▶ _Exercise prompt_
Somewhere below are a line with "Target: out-of-focus grass" and a later line with "of the green". Output exactly those lines and all lines between them.

▶ _Information supplied_
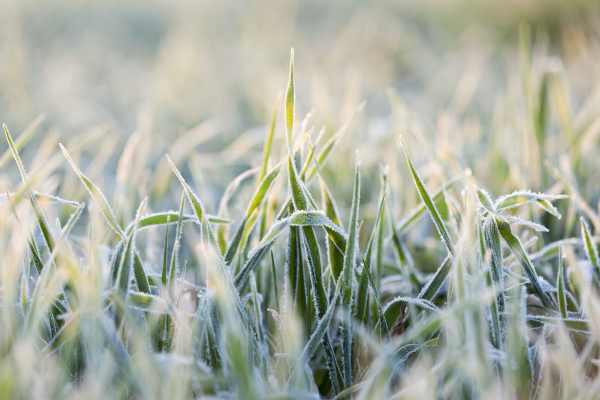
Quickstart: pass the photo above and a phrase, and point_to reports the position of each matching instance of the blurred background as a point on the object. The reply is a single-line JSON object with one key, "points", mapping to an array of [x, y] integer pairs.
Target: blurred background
{"points": [[200, 79]]}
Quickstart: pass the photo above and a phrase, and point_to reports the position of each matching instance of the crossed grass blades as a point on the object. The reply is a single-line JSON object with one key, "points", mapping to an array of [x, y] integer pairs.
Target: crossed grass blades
{"points": [[294, 300]]}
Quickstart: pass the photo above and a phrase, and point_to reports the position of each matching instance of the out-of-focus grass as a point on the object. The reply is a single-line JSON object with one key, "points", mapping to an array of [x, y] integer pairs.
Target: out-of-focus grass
{"points": [[414, 216]]}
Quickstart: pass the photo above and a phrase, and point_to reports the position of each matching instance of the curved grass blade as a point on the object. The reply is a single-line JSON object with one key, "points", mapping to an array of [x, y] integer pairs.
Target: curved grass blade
{"points": [[431, 208], [516, 247], [96, 195]]}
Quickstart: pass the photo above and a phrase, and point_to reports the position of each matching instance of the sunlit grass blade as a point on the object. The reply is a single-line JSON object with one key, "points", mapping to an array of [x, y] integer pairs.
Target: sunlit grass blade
{"points": [[561, 291], [590, 250], [348, 277], [517, 248], [439, 223], [431, 288], [96, 195]]}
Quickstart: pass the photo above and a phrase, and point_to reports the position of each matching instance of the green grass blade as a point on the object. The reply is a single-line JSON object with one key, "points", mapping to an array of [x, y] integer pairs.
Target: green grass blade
{"points": [[431, 208], [519, 251], [590, 250], [96, 195]]}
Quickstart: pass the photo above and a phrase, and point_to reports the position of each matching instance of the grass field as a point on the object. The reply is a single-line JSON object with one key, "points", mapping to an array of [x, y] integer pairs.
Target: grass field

▶ _Response area_
Target: out-of-focus grass
{"points": [[414, 216]]}
Quickstart: pass the photo above and a phrase, and point_to reports the position of each matching instance of the curved grass blade as a point on the object. The reply is a single-line JSON object with one key, "points", mapping to an array of [x, y] integer pairs.
Target: curved grass blade
{"points": [[431, 208], [516, 247], [96, 195]]}
Quickstart: pass the photo above and a phrase, and point_to reports the position of each matching instance of the sunlit grass blade as a point on the object. The reply is a single-line JSON object with one key, "points", mapping to an array of [x, y] integer pairs.
Target: sunlit grass blade
{"points": [[561, 291], [590, 250], [348, 277], [517, 248], [439, 223], [431, 288], [96, 195]]}
Quickstart: pass the photo above and a phrase, and point_to reports the position of each matching instance of the green grass blade as a point on the object. The reply is a single-line JSON object with one key, "points", mapping to an array of [x, y] integer pairs.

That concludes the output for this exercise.